Most active has been the February 20 put, where 7,150 contracts have been exchanged -- a large portion of them at the ask price, suggesting they were bought. These out-of-the-money puts crossed at a volume-weighted average price (VWAP) of $0.38. Since today's volume exceeds current open interest levels -- coupled with the fact that implied volatility was last seen 3.6 percentage points higher -- it's very likely that new bearish bets are being placed here. Essentially, the put buyers are counting on the stock to fall south of breakeven at $19.62 (strike price less the VWAP) by the close on Feb. 15, which is when these front-month options expire.
Today's penchant for puts over calls is a deviation from JNPR's recent trend. The equity's 50-day International Securities Exchange (ISE), Chicago Board Options Exchange (CBOE), and NASDAQ OMX PHLX (PHLX) call/put volume ratio sits at 4.12, signaling calls bought to open have more than quadrupled puts during the past 10 weeks. In fact, this ratio is just 4 percentage points away from an annual high, meaning traders have rarely picked up calls over puts at a faster pace during the past year.

================================

- Exercise directions -
Please give the breakeven price that the put buyers in the JNPR options text are counting on the stock to fall below.

================================

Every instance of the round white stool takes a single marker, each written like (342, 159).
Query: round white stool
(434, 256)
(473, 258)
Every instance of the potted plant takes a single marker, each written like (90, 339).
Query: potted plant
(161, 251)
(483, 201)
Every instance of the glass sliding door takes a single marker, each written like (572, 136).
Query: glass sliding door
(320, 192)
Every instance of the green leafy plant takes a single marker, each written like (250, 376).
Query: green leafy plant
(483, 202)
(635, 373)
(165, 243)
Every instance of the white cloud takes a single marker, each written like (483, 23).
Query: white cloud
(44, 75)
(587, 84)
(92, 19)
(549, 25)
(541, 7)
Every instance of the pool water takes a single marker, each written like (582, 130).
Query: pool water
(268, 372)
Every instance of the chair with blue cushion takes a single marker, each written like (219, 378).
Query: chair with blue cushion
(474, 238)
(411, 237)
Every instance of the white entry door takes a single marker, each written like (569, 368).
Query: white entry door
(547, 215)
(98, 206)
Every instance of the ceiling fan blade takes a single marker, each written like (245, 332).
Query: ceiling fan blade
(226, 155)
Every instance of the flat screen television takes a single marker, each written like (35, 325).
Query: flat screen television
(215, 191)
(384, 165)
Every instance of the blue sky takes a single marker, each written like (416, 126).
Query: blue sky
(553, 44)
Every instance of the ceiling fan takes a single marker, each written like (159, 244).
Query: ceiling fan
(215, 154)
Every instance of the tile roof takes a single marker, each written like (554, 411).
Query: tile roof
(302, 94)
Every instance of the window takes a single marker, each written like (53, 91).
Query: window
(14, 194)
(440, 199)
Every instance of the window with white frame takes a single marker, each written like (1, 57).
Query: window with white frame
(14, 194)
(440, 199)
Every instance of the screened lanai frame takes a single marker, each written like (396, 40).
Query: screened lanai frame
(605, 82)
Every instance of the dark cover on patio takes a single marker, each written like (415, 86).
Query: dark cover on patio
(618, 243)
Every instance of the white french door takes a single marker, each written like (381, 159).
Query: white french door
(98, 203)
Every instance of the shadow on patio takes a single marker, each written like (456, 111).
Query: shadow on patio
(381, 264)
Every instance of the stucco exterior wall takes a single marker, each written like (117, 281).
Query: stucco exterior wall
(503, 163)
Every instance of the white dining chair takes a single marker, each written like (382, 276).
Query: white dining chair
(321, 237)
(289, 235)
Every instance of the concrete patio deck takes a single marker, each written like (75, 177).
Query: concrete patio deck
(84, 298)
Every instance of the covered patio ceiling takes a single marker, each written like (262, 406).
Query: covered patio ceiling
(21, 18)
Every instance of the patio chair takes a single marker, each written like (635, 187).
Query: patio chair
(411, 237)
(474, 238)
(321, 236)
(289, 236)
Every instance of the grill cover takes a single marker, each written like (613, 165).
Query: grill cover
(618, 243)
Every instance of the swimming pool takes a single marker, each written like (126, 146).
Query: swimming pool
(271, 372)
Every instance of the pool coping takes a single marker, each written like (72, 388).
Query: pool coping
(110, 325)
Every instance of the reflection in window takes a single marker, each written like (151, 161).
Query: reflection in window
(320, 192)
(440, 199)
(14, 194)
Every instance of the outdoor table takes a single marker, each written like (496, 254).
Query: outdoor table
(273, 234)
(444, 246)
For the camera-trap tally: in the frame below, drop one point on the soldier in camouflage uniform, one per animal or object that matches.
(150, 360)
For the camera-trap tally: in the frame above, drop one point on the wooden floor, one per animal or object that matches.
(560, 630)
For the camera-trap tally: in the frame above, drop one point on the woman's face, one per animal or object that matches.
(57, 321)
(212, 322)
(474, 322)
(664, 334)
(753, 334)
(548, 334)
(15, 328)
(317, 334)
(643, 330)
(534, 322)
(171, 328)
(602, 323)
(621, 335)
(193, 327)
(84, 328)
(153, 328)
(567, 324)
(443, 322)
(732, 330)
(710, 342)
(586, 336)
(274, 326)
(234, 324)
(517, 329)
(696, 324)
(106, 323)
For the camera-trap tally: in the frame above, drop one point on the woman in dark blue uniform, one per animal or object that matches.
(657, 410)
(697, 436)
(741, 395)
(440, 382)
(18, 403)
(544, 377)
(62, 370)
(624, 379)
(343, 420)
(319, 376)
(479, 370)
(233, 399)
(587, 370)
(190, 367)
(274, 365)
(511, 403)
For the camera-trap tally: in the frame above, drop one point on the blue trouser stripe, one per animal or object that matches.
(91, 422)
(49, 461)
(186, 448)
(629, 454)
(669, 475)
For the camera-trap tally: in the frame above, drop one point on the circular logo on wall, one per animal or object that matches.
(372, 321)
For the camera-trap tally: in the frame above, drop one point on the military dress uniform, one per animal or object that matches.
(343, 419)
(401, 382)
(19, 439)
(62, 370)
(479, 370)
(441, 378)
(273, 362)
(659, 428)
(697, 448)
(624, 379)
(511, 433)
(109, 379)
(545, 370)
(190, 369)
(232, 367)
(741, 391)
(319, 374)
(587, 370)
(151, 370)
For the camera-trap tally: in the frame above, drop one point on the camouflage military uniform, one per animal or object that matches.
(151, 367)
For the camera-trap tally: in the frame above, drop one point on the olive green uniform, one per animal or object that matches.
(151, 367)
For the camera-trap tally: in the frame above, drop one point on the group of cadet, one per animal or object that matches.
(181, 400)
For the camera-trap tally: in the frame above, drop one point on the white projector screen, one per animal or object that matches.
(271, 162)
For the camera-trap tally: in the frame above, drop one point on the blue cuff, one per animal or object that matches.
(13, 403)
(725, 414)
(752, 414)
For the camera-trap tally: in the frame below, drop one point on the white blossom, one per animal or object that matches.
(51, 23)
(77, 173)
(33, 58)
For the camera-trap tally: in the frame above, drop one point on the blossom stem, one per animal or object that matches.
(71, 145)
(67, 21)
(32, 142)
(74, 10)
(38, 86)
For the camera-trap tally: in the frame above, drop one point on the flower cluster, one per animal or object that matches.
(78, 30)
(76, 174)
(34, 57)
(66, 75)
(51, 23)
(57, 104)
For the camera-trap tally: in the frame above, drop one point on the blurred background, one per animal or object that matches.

================================

- Reply to the exercise -
$19.62